"""
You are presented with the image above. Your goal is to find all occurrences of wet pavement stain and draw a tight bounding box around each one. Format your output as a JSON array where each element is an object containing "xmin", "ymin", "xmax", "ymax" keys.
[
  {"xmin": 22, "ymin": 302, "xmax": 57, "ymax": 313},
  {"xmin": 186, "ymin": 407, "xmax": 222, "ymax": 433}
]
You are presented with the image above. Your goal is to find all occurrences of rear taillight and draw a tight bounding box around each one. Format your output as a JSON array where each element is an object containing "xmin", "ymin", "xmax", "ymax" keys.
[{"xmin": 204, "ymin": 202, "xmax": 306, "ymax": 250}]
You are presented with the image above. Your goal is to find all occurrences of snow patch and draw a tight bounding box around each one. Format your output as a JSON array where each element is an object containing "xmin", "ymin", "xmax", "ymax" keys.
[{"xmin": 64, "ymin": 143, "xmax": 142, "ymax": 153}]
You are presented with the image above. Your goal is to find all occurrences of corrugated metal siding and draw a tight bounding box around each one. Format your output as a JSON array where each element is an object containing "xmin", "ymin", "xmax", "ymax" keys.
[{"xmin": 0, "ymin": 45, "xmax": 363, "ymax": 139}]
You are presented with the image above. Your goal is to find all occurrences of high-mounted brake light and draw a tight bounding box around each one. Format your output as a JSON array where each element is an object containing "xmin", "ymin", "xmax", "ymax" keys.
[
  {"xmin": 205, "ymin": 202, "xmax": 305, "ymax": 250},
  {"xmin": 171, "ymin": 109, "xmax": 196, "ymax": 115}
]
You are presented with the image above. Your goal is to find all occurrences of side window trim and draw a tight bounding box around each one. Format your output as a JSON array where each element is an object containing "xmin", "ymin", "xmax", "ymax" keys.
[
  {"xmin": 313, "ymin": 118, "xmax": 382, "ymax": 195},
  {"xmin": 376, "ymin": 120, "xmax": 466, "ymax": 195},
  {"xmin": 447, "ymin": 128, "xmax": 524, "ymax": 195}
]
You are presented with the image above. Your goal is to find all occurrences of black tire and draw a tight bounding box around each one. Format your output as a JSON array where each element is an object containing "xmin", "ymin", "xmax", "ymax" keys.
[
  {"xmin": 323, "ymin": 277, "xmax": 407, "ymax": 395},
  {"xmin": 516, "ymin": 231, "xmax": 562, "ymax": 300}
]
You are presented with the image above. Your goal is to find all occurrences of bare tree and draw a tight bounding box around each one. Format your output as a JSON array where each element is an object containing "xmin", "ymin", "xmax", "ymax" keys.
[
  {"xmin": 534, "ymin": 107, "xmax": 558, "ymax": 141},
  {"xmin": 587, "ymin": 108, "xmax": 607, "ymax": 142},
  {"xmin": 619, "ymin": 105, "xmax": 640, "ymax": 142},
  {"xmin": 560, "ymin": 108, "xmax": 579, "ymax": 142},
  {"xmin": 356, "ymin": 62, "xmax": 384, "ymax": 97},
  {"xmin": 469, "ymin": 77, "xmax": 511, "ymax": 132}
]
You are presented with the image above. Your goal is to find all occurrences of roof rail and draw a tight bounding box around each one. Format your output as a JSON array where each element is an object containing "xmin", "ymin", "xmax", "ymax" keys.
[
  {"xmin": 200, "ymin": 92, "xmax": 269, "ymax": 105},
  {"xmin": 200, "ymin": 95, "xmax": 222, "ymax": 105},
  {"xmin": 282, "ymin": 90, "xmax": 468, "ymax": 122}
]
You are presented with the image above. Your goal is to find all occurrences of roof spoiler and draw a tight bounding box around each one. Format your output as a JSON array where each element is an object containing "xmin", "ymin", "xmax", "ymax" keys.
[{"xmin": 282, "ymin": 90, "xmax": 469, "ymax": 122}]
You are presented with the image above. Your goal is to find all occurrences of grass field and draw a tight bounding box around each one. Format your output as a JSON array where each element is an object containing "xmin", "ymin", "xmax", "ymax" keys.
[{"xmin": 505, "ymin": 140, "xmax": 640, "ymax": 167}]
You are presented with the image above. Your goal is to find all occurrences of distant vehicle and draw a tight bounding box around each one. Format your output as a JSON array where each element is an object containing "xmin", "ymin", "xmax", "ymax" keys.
"""
**TASK GOAL**
Extract every line from the records above that contains the word "roof".

**WRITTEN SOLUTION**
You are presented with the image above. Your goal is to find all occurrences of roof rail and draw a tight bounding box around each one. Format your output as a JSON array where each element is an object containing "xmin", "ymin", "xmax", "ymax" keys.
You are presented with the image above. Your goal is to find all occurrences of roof spoiler and draw a tight bounding box around each one. Format your output as a JSON array where each element is an object containing "xmin", "ymin", "xmax", "ymax" keys.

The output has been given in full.